Exercise requirements — Pull every line with "sidewalk" from the material.
═══ Provided material ═══
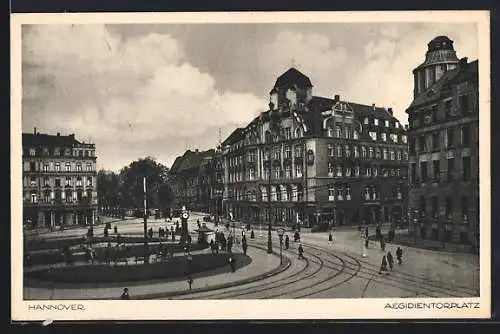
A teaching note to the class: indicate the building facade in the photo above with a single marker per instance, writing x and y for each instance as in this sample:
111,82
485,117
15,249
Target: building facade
59,180
316,160
444,147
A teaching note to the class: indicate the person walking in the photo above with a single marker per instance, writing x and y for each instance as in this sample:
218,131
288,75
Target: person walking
301,252
390,260
399,255
383,266
125,294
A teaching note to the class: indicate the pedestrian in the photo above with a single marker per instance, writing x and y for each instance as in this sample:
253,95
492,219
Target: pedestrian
390,260
383,266
399,255
232,263
301,251
382,243
125,294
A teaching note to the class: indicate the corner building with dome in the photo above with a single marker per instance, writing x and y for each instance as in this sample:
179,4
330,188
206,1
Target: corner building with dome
444,147
314,160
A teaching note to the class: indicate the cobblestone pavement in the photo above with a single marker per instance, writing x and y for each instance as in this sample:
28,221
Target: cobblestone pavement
330,270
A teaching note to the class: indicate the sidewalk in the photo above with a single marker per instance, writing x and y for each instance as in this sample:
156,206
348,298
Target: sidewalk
═══
Solution —
A teaching note to the class: indicate the sidewalk in the photo above with a single marker per instance, writing x and y for each instance as in this sample:
Target: sidewalk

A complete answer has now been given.